### [TASKS TO PERFORM]
#1 Answer these from the passage, please:
(a) According to the anthropological idea, communities grew beyond groups of what size before religions with more punitive gods arose?
(b) In what place was the neighborhood the writer grew up in?
(c) What series is the writer's response to the comments about reverence?
#2 Reproduce everything in the passage from "There is an" down to "distrust and malice.".

READING PASSAGE START

There is an idea in anthropology and social psychology which suggests that large religions with more punitive gods arose as communities grew beyond groups of 50-100 individuals. This fostered cooperation between people as it became impossible to know everyone in the community personally. Trust is created when a stranger can be recognized as belonging to the same religious group. However, this can have negative consequences for anyone outside of the group. Such individuals are often met with distrust and malice.
Growing up as an outsider of the dominant cultural or social group can be difficult and confusing for a child. It can be alienating and damaging when members of that dominant culture, whether out of ignorance or spite, behave in ways that exclude or endanger that child because of their outsider status. I grew up in a conservative, heavily religious neighborhood in Sandy, UT, in a family that was largely agnostic/atheist. Throughout my youth, I was excluded from the Boy Scouts, was told by other children’s parents that their kids couldn’t play with me because I was “a bad influence,” and I have experienced two separate occasions in which people intentionally tried to hit me with their cars while I was walking. I have been able to move past these experiences by viewing those involved acting out of fear or ignorance, as it is behavior that is consistent with the aforementioned anthropological ideas. What continues to bother me are comments suggesting that I cannot understand sacredness or reverence because I do not believe in a God. The idea that I cannot experience something so fundamentally human as reverence suggests that I am somehow sub-human. Because I have received this comment frequently, I feel the need to respond. My response is the (un)Holy Relics series.

READING PASSAGE END
SUPPLIED RECORDS START

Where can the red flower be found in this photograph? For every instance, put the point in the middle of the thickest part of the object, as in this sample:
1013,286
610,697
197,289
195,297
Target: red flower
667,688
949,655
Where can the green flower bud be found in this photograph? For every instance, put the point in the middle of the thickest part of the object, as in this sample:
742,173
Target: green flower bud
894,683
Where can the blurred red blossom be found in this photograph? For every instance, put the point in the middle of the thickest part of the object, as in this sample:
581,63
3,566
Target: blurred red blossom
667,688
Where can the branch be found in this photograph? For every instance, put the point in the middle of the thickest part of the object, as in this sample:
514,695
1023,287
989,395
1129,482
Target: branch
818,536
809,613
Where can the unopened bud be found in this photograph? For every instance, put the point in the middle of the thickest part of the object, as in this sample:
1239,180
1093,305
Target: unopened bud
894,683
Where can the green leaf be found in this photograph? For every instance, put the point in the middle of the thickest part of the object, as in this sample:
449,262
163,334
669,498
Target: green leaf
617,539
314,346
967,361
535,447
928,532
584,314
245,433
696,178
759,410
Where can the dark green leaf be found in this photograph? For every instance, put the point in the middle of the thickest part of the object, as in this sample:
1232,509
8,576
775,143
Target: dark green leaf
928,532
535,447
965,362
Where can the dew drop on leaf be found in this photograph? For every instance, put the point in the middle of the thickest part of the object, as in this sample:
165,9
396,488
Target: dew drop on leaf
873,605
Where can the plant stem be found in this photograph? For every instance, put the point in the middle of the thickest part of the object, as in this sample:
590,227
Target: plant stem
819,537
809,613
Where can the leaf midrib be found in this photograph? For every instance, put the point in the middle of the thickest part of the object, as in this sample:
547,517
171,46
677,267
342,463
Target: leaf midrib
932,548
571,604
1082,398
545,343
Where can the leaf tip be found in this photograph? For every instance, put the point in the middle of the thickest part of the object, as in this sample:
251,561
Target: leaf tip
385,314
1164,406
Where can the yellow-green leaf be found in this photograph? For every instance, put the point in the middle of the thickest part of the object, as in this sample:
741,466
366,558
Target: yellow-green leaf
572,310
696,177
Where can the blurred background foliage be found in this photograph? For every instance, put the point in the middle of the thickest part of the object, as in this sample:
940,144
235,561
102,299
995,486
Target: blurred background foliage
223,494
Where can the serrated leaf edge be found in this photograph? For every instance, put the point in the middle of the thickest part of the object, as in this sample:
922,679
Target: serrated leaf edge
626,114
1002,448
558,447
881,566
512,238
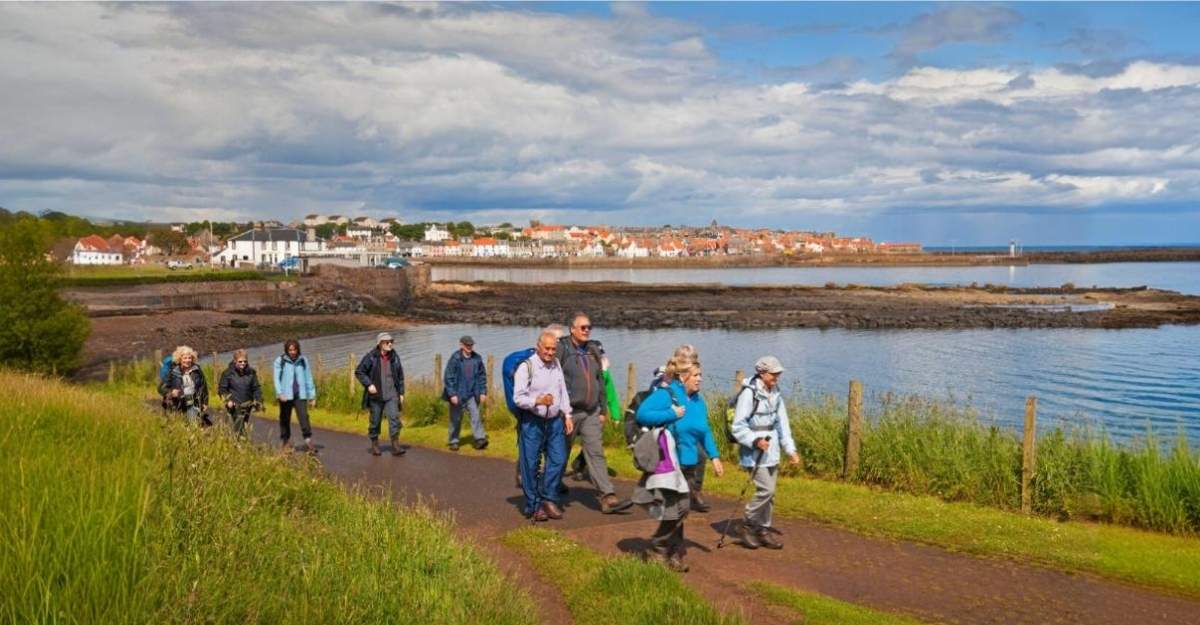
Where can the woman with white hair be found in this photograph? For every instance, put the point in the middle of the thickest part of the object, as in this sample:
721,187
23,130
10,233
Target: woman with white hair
187,390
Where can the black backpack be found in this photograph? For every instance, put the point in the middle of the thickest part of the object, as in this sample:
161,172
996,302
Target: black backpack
731,408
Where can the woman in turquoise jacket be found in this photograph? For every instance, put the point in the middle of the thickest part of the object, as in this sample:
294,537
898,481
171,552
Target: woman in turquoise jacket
295,390
681,409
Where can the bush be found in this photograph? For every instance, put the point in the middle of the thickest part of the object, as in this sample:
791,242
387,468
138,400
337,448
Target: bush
39,330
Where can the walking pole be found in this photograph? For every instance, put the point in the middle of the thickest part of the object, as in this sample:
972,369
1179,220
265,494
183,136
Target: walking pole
725,530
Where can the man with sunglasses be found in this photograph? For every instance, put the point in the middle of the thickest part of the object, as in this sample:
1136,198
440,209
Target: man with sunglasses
383,391
582,362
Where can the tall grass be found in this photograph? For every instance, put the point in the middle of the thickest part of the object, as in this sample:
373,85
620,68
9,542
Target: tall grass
111,515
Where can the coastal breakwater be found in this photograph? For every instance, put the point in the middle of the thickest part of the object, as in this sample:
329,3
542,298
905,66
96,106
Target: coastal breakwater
330,289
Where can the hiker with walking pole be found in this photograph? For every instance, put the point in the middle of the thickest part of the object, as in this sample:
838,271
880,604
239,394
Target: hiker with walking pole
761,430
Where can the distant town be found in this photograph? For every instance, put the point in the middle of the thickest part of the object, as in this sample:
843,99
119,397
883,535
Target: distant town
273,242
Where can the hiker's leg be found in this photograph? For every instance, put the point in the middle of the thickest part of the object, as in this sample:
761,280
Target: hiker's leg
531,438
477,420
285,421
375,416
556,458
592,448
760,506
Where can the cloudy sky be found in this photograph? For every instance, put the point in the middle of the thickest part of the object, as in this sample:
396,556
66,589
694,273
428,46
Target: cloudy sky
941,122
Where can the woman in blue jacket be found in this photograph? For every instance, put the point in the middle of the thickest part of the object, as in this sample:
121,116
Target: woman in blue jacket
679,408
295,390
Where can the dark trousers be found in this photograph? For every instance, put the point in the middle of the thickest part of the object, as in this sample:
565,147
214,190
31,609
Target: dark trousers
539,437
667,539
301,407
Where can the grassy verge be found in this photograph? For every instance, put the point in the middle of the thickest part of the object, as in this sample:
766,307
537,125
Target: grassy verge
109,515
1143,557
819,610
612,590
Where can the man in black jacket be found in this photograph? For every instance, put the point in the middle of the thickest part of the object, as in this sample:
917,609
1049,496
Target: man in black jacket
239,385
383,391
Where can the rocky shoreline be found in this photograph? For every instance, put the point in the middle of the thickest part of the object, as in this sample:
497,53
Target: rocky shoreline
708,306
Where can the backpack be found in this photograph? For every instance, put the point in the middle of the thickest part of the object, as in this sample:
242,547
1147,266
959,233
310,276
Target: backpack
509,371
731,408
165,373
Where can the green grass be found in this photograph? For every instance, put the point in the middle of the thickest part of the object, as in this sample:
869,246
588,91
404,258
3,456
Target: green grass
621,590
969,526
820,610
111,515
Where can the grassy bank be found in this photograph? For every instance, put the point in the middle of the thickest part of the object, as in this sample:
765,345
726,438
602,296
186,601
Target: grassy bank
109,515
934,445
622,590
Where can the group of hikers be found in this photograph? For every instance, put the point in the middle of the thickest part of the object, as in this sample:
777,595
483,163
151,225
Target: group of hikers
561,394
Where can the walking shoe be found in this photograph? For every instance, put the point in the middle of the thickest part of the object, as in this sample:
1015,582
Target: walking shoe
552,510
749,536
611,505
767,538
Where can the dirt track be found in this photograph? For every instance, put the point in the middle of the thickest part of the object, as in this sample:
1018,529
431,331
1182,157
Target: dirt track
928,582
647,306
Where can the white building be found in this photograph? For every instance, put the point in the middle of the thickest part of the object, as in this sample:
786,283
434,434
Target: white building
94,250
436,234
268,246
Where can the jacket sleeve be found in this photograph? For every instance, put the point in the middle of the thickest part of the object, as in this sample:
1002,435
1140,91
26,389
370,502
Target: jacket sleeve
309,382
741,426
450,377
522,391
363,372
655,409
784,428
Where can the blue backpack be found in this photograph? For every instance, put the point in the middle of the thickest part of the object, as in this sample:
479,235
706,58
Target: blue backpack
508,373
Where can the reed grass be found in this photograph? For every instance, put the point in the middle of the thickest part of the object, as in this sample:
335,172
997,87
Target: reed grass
112,515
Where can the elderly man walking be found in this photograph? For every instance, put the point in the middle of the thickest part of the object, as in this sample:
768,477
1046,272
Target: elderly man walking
582,361
465,384
540,394
383,391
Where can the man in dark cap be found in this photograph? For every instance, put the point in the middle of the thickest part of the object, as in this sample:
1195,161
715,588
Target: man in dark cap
465,385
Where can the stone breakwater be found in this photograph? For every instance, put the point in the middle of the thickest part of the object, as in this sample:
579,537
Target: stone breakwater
634,306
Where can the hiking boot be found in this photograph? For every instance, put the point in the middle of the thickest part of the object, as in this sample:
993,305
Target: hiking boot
676,564
767,538
611,505
749,538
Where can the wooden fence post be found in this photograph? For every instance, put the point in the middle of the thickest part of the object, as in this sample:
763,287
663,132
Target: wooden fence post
853,428
630,383
1029,454
437,374
491,373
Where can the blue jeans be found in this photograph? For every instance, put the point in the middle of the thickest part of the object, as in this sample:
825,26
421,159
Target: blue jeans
538,437
377,409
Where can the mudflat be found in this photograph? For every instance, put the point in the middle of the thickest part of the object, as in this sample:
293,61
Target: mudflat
906,306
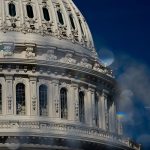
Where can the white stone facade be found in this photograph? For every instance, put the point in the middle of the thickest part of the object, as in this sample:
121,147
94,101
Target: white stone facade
52,85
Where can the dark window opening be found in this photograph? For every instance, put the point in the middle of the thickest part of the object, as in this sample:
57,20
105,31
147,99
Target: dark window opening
60,17
63,101
46,14
12,9
29,11
81,107
20,99
43,100
96,110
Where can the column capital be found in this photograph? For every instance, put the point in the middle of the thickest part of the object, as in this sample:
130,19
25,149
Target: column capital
75,85
55,81
8,77
32,78
104,92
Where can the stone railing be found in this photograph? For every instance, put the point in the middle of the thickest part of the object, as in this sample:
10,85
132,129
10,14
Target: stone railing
66,130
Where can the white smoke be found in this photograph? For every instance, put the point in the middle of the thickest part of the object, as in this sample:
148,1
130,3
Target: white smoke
134,81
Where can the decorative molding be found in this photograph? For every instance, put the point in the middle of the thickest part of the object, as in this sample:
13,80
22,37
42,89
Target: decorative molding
50,55
29,52
84,63
68,59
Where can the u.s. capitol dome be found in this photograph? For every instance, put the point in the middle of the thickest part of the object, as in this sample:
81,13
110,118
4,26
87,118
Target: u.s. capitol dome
54,93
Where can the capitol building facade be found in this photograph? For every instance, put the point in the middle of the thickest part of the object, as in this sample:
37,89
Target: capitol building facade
54,92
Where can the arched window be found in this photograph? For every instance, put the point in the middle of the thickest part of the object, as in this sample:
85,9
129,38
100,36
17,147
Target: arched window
60,17
81,107
0,99
43,100
72,21
63,102
80,22
29,11
96,110
12,9
46,14
20,99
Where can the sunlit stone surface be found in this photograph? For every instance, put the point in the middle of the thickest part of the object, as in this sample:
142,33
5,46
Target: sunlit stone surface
54,92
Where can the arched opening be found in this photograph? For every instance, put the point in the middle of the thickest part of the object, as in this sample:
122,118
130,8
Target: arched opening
29,11
43,100
60,17
72,21
20,99
12,9
46,14
81,107
63,103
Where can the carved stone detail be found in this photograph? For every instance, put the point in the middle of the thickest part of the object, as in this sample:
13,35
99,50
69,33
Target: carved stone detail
68,59
50,55
84,63
29,52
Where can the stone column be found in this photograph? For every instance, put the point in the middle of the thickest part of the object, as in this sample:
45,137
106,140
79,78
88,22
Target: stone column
112,119
89,107
55,99
100,117
9,95
73,103
33,96
50,100
104,114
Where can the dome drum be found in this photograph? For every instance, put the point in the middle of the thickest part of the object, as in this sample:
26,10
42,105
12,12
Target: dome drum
54,92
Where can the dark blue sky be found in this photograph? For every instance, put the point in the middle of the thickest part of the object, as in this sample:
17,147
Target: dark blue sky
123,26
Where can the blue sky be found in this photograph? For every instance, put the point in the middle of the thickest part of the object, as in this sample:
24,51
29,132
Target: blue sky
123,26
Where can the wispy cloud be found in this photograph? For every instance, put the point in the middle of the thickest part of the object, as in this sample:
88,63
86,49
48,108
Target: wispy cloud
134,81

SUPPLIED RECORDS END

### [ANSWERS TO THIS EXERCISE]
#1
(a) 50-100 individuals
(b) Sandy, UT
(c) The (un)Holy Relics series

#2
There is an idea in anthropology and social psychology which suggests that large religions with more punitive gods arose as communities grew beyond groups of 50-100 individuals. This fostered cooperation between people as it became impossible to know everyone in the community personally. Trust is created when a stranger can be recognized as belonging to the same religious group. However, this can have negative consequences for anyone outside of the group. Such individuals are often met with distrust and malice.